§ REQUIRED TASK 1
Quote the blog excerpt word for word, beginning at the words "Job 23:10 - But" and stopping after the words "kinds of things.".
§ REQUIRED TASK 2
In the blog excerpt, what is the main problem with Baptist history when it is used as proof?
··· SUPPLIED PASSAGE ···
Saturday, January 24, 2009

Does God really know ALL things?

Job 23:10 - But he knoweth the way that I take...
Psalm 147:5 - Great is our Lord, and of great power: his understanding is infinite.
Proverbs 15:3 - The eyes of the LORD are in every place, beholding the evil and the good.
Acts 15:18 - Known unto God are all his works from the beginning of the world.
Hebrews 4:13 - Neither is there any creature that is not manifest in his sight: but all things are naked and opened unto the eyes of him with whom we have to do.
I John 3:20 - For if our heart condemn us, God is greater than our heart, and knoweth all things.

Does God really know ALL things?

Friday, January 23, 2009

Baptist history proof

I love Baptist history. The main problem with it, used as proof, is that it proves we have believed all kinds of things.
··· RECORDS SHOWN ···
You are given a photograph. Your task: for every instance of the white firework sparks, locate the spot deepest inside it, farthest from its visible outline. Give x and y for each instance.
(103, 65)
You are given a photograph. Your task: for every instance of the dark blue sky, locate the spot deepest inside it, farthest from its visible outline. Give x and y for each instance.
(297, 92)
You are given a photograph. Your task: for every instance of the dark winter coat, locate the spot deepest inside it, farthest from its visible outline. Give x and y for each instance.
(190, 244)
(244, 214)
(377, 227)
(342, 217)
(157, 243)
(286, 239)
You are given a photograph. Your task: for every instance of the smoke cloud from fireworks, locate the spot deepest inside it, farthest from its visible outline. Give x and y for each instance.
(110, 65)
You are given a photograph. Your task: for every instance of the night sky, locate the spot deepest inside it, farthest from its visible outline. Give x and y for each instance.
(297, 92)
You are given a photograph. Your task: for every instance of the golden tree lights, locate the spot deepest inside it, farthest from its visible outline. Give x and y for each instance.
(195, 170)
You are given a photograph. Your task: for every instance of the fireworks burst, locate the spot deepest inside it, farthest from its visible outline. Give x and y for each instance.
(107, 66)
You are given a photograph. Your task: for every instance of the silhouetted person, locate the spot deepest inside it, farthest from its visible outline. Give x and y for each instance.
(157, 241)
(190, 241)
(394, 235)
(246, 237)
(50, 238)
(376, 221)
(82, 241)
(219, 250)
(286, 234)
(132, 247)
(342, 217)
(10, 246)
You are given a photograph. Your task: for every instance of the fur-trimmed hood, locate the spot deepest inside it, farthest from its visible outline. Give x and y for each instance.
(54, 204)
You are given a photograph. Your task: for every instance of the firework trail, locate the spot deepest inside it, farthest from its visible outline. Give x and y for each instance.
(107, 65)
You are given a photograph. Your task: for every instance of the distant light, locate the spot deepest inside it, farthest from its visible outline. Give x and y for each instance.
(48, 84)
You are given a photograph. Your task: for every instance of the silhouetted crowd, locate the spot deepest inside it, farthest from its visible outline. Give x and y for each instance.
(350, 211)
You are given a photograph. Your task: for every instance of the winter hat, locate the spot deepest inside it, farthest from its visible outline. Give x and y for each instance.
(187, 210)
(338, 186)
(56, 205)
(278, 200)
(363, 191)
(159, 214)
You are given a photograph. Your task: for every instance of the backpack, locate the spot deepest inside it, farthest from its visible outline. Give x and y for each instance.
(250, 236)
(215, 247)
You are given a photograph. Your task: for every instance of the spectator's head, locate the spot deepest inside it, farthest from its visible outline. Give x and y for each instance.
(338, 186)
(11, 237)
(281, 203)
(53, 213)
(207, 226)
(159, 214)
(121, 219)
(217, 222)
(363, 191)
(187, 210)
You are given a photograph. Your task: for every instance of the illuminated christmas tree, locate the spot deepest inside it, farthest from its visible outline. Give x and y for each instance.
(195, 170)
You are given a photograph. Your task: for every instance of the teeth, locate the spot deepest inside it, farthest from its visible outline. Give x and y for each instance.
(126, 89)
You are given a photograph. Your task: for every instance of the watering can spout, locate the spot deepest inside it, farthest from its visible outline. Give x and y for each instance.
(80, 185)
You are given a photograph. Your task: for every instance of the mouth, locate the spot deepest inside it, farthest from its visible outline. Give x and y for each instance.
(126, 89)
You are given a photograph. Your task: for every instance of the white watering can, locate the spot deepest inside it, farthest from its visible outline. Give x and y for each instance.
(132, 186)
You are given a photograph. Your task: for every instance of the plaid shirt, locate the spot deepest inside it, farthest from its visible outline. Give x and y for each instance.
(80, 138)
···
§ RESPONSE 1
Job 23:10 - But he knoweth the way that I take...
Psalm 147:5 - Great is our Lord, and of great power: his understanding is infinite.
Proverbs 15:3 - The eyes of the LORD are in every place, beholding the evil and the good.
Acts 15:18 - Known unto God are all his works from the beginning of the world.
Hebrews 4:13 - Neither is there any creature that is not manifest in his sight: but all things are naked and opened unto the eyes of him with whom we have to do.
I John 3:20 - For if our heart condemn us, God is greater than our heart, and knoweth all things.

Does God really know ALL things?

Friday, January 23, 2009

Baptist history proof

I love Baptist history. The main problem with it, used as proof, is that it proves we have believed all kinds of things.

§ RESPONSE 2
It proves that we have believed all kinds of things.